━━ DATA LISTING ━━
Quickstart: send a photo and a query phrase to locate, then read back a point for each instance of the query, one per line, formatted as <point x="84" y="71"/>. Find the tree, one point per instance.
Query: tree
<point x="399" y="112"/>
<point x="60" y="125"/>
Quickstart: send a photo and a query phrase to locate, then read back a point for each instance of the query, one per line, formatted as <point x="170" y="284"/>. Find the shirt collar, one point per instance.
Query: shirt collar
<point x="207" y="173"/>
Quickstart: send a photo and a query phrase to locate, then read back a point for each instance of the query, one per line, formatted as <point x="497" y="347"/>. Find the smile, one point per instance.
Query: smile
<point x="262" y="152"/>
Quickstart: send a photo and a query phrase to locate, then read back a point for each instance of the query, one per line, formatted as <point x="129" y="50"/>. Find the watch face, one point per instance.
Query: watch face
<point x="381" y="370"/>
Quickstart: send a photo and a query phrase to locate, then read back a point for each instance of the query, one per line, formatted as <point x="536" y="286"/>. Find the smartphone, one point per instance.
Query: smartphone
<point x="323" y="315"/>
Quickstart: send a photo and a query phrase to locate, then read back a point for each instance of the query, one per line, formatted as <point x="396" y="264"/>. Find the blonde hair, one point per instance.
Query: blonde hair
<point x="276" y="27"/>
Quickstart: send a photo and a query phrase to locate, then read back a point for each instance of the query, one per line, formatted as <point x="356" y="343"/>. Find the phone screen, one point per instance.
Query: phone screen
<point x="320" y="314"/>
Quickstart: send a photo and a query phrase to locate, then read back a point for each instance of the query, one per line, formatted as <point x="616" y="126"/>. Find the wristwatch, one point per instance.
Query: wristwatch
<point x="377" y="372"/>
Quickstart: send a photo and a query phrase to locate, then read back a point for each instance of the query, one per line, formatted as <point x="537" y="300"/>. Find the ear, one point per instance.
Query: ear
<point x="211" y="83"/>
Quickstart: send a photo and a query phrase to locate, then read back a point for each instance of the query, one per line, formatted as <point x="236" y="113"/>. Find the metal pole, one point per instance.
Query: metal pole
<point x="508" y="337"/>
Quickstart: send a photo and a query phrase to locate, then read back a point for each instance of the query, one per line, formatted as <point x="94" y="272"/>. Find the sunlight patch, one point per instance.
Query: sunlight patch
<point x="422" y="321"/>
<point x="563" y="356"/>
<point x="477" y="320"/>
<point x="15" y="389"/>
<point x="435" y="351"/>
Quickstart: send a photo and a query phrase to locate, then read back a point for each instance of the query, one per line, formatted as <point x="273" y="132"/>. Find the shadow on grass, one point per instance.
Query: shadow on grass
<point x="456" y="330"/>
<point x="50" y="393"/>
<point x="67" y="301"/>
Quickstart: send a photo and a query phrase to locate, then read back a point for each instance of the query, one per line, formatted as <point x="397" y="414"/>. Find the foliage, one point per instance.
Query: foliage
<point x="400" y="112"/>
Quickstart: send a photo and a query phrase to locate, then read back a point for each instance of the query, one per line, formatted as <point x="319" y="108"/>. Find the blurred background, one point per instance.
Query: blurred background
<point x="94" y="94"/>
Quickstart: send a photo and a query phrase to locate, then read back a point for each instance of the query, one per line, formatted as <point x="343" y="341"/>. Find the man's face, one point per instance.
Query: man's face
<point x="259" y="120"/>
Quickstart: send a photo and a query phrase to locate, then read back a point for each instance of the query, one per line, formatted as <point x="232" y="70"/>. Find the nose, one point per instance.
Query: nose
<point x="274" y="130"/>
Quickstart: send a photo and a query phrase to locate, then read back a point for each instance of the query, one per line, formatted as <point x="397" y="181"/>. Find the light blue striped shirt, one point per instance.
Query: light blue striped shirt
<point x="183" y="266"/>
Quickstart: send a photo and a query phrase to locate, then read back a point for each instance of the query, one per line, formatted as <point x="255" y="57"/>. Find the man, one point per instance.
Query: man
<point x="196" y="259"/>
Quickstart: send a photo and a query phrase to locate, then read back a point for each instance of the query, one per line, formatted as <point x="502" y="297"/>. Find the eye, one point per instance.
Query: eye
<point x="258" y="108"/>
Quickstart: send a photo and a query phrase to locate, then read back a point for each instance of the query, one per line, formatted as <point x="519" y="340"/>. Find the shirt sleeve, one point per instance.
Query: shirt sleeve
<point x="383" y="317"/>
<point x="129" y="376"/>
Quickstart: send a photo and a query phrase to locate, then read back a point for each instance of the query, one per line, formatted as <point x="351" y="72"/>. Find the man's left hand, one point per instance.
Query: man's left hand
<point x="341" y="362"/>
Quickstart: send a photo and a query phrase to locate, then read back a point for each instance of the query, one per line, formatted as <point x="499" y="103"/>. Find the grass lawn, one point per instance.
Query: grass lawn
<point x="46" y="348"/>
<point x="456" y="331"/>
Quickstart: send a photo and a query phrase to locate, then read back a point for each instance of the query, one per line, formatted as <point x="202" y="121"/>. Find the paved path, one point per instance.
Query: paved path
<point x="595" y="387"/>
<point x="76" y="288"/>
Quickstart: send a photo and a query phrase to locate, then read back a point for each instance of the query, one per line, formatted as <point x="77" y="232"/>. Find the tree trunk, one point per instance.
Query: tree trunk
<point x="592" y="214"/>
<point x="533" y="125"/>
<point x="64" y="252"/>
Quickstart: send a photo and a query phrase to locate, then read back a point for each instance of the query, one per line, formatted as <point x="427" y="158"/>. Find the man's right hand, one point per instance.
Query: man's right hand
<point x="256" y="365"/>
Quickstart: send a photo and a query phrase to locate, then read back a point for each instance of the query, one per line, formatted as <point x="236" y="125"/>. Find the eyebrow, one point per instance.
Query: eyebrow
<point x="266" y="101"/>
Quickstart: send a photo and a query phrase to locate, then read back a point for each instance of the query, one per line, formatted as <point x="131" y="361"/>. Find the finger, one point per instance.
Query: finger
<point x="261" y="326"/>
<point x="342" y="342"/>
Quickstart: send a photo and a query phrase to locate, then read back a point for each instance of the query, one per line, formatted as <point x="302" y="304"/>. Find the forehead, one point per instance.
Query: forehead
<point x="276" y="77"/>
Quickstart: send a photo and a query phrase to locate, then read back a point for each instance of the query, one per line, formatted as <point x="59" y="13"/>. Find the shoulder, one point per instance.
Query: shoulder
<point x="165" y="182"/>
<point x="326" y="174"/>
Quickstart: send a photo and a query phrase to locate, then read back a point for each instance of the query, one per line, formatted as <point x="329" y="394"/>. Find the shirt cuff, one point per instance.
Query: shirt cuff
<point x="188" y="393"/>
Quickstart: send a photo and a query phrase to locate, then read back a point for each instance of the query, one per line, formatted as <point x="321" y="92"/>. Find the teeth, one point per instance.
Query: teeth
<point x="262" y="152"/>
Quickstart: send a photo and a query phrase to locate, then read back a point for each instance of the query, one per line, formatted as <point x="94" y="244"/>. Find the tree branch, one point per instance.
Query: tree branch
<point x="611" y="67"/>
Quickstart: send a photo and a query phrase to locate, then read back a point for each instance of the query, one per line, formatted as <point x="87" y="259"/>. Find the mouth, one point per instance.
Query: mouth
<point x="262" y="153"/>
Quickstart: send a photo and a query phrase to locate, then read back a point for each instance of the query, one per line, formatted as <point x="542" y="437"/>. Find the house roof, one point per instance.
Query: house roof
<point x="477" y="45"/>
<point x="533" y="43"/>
━━━
▶ _GIVEN REQUEST_
Look above for the line containing "cuff, one point per instance."; copy from it through the last line, exactly, and nothing more.

▶ _SOLUTION TO THIS EXERCISE_
Quickstart: send a photo and a query phrase to locate, then read back a point for each instance of the query, one per line, formatted as <point x="329" y="394"/>. Find the shirt cuff, one point per instance.
Query: shirt cuff
<point x="188" y="393"/>
Quickstart: send a photo and a query phrase to locate, then read back a point for each instance of the query, one per line, formatted as <point x="321" y="92"/>. Find the teeth, one point per instance.
Query: teeth
<point x="262" y="152"/>
Quickstart: send a photo and a query phrase to locate, then read back a point for each instance of the query, one per line, formatted as <point x="94" y="244"/>. Find the tree branch, one point per instance.
Query: tree branch
<point x="611" y="67"/>
Quickstart: send a photo and a query phrase to locate, then read back a point for each instance of the query, one per line, formatted as <point x="87" y="259"/>. Find the mouth, one point per instance.
Query: mouth
<point x="262" y="153"/>
Quickstart: send a photo and a query phrase to locate, then read back a point for each instance of the query, one per line, formatted as <point x="542" y="437"/>. Find the house roof, one point per instance.
Query: house roof
<point x="477" y="45"/>
<point x="533" y="43"/>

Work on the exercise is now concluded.